▶ **ACTIVITY**
Every line of the data below should be printed exactly. Nothing may be dropped.

[Opening RECORDS SHOWN section]

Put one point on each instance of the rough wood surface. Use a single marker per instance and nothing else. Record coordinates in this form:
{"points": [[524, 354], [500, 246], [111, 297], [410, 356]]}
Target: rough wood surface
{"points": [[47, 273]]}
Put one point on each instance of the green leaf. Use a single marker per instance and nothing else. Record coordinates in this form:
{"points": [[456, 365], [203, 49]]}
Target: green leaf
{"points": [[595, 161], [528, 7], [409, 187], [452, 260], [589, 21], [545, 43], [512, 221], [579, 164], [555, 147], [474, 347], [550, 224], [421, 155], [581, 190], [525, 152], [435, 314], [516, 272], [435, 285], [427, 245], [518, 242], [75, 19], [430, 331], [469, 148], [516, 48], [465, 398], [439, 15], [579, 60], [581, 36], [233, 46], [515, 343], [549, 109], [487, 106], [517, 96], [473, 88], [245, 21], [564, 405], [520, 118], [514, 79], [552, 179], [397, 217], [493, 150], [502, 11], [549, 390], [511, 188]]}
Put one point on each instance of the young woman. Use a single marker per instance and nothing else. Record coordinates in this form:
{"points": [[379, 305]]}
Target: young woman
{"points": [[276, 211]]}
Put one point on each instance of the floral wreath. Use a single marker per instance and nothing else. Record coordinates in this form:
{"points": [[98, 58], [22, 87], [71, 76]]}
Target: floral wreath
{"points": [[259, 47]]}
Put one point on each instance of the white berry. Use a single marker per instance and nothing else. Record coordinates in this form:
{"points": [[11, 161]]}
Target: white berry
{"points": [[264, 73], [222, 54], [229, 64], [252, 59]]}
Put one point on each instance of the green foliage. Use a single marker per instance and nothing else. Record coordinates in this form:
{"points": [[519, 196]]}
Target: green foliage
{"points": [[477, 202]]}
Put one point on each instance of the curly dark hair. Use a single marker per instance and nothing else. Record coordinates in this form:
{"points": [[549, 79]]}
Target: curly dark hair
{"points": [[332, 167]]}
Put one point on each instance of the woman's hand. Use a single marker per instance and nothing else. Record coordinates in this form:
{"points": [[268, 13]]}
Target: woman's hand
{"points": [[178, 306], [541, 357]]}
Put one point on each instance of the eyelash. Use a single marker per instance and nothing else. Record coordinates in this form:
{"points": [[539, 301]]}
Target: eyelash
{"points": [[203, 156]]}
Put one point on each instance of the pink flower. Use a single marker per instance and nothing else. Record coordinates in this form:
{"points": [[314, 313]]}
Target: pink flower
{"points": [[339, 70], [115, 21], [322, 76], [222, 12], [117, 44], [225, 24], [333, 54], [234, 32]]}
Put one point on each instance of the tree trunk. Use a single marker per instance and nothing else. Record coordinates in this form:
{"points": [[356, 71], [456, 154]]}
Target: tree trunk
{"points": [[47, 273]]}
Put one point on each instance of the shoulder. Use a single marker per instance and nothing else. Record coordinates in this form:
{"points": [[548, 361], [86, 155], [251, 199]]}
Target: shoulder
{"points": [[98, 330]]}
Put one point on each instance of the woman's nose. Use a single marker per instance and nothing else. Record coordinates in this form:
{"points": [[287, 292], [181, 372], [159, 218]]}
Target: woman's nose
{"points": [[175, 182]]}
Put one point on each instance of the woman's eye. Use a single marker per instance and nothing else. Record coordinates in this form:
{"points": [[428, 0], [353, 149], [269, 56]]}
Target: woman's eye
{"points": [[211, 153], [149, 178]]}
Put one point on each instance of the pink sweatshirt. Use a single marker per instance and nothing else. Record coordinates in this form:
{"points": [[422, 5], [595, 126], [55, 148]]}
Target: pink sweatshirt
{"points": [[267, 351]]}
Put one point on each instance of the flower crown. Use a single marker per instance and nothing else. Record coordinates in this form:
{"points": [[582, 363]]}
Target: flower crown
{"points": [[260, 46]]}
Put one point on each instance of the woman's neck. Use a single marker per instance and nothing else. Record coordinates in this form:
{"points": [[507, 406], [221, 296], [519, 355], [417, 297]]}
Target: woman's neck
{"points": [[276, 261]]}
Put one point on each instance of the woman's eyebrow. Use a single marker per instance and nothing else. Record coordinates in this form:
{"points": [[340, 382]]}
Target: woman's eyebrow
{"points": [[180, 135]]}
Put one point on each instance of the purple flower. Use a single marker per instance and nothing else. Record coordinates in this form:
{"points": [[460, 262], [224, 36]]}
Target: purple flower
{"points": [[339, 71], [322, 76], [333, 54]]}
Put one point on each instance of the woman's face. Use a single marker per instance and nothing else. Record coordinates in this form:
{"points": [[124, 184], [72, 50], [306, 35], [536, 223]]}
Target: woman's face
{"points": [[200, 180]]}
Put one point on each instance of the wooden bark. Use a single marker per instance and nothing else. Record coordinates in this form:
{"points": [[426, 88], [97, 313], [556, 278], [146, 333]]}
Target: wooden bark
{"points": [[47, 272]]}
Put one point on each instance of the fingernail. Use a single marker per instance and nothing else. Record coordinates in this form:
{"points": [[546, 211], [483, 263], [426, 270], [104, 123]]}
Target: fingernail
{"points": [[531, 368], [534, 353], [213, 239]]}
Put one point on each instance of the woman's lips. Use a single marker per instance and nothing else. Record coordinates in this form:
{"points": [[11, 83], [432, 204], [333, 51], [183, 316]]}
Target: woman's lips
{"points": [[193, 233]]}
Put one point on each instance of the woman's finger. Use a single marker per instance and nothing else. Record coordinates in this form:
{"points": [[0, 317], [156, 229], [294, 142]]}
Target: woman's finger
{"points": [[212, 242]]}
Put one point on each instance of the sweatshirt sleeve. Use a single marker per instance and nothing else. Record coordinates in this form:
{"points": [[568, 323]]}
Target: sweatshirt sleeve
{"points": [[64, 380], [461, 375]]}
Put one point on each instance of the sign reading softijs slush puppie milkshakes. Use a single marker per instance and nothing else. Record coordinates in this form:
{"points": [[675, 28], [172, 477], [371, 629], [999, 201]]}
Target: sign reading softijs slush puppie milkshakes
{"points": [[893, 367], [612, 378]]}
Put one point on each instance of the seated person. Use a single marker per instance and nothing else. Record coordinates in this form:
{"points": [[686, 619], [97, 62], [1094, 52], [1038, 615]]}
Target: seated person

[Closing RECORDS SHOWN section]

▶ **SOLUTION BELOW**
Put one point on each instance of the rough wood surface. Use a single marker per instance and nothing else. Record coordinates in this form:
{"points": [[524, 354], [500, 246], [111, 297], [410, 356]]}
Target: rough wood surface
{"points": [[47, 273]]}
Put one point on each instance of the green leaf. Use a single marker per instance and nothing else. Record coordinates in this form:
{"points": [[456, 365], [203, 49]]}
Target: green leaf
{"points": [[595, 161], [528, 7], [409, 187], [452, 260], [589, 21], [545, 43], [512, 221], [579, 164], [555, 147], [474, 347], [550, 224], [421, 155], [581, 190], [525, 152], [435, 314], [516, 272], [435, 285], [427, 245], [518, 242], [75, 19], [430, 331], [469, 148], [516, 48], [465, 398], [439, 15], [579, 60], [581, 36], [233, 46], [515, 343], [549, 109], [487, 106], [517, 96], [473, 88], [245, 21], [564, 405], [520, 118], [514, 79], [552, 179], [397, 217], [493, 150], [502, 11], [549, 390], [511, 188]]}
Put one point on each instance of the young woman. Use a single marker per instance and nothing else. Record coordinates in this form:
{"points": [[379, 305]]}
Target: young woman
{"points": [[276, 211]]}
Put one point on each instance of the floral wreath. Use a single marker per instance and nothing else. Record coordinates in this form:
{"points": [[98, 58], [22, 87], [71, 76]]}
Target: floral wreath
{"points": [[259, 47]]}
Put one point on each instance of the white berry. Use a single marker per instance and nothing else. Record coordinates in this form:
{"points": [[11, 161]]}
Target: white berry
{"points": [[264, 73], [222, 54], [229, 64], [252, 59]]}
Put one point on each instance of the green foliage. Use a single marker per instance and nothing else. Record coordinates in this form:
{"points": [[519, 196]]}
Target: green foliage
{"points": [[477, 202]]}
Put one point on each instance of the curly dark hair. Use a single marker per instance and nothing else. Record coordinates in this form:
{"points": [[549, 79]]}
Target: curly dark hair
{"points": [[332, 167]]}
Put one point on each instance of the woman's hand. Use a single marker per instance and nothing else. Record coordinates in this form:
{"points": [[268, 13]]}
Target: woman's hand
{"points": [[178, 306], [541, 357]]}
Put one point on each instance of the eyelash. Use a single marker per instance and nothing else. Record coordinates in this form:
{"points": [[539, 301]]}
Target: eyelash
{"points": [[203, 156]]}
Put one point on each instance of the pink flower. Use a single marker per instance and nothing else. Record coordinates in this form:
{"points": [[314, 313]]}
Target: pink flower
{"points": [[339, 70], [115, 21], [322, 76], [222, 12], [117, 44], [225, 24], [333, 54], [234, 32]]}
Put one point on each instance of the tree trunk. Use a single marker per instance and nothing else. Record coordinates in this form:
{"points": [[356, 71], [456, 154]]}
Target: tree trunk
{"points": [[47, 273]]}
Put one point on each instance of the shoulder. Use a single marker per instance and nothing else. Record coordinates in this form:
{"points": [[548, 361], [86, 155], [251, 199]]}
Target: shoulder
{"points": [[98, 330]]}
Put one point on each instance of the woman's nose. Use a single marker per instance and nothing else. Record coordinates in this form:
{"points": [[287, 292], [181, 372], [159, 218]]}
Target: woman's nose
{"points": [[175, 182]]}
Put one point on each instance of the woman's eye. Use a single marker per instance and nothing else. Record coordinates in this form:
{"points": [[428, 0], [353, 149], [269, 56]]}
Target: woman's eye
{"points": [[211, 153], [149, 178]]}
Put one point on each instance of the pink sweatshirt. Use a single marker per instance and nothing else. Record coordinates in this form:
{"points": [[422, 5], [595, 126], [55, 148]]}
Target: pink sweatshirt
{"points": [[267, 351]]}
Put one point on each instance of the flower crown. Use a single marker per instance and nothing else. Record coordinates in this form:
{"points": [[582, 363]]}
Target: flower crown
{"points": [[260, 46]]}
Put one point on each instance of the woman's neck. Use a single marker per instance and nothing else. Record coordinates in this form:
{"points": [[507, 406], [221, 296], [519, 355], [417, 297]]}
Target: woman's neck
{"points": [[276, 261]]}
Put one point on each instance of the woman's eyebrow. Use a single marker per instance and nothing else. Record coordinates in this form:
{"points": [[340, 382]]}
Target: woman's eyebrow
{"points": [[180, 135]]}
Put one point on each instance of the purple flower. Use a single marker per instance and nothing else. Record coordinates in this form:
{"points": [[460, 262], [224, 36]]}
Target: purple flower
{"points": [[339, 71], [322, 76], [333, 54]]}
Put one point on each instance of the woman's face. Use a single marker per instance and nothing else. Record coordinates in this form:
{"points": [[124, 184], [72, 50], [306, 35], [536, 223]]}
Target: woman's face
{"points": [[200, 180]]}
Put one point on each instance of the wooden bark. Use a single marker per instance and nothing else. Record coordinates in this form:
{"points": [[426, 88], [97, 313], [556, 278], [146, 333]]}
Target: wooden bark
{"points": [[47, 272]]}
Put one point on each instance of the fingernail. Use a single marker per instance and nothing else. Record coordinates in this form:
{"points": [[546, 211], [483, 263], [426, 270], [104, 123]]}
Target: fingernail
{"points": [[531, 368], [534, 353], [213, 239]]}
Put one point on each instance of the woman's lips. Use a single marker per instance and nothing else. Record coordinates in this form:
{"points": [[11, 83], [432, 204], [333, 51], [183, 316]]}
Target: woman's lips
{"points": [[193, 233]]}
Put one point on each instance of the woman's finger. Use a single marker per instance and nothing else. Record coordinates in this form:
{"points": [[0, 317], [156, 229], [294, 142]]}
Target: woman's finger
{"points": [[212, 242]]}
Put one point on each instance of the sweatshirt sleeve. Use a single marker per instance and nothing else. Record coordinates in this form:
{"points": [[568, 323]]}
Target: sweatshirt sleeve
{"points": [[64, 380], [461, 375]]}
Put one point on each instance of the sign reading softijs slush puppie milkshakes. Use a single marker per instance and nothing else. Record coordinates in this form:
{"points": [[675, 28], [172, 477], [371, 629], [999, 201]]}
Target: sign reading softijs slush puppie milkshakes
{"points": [[893, 367], [612, 378]]}
Put one point on each instance of the seated person. Use a single marker per instance and nothing else. Record coordinates in this form:
{"points": [[686, 619], [97, 62], [1094, 52], [1038, 615]]}
Target: seated person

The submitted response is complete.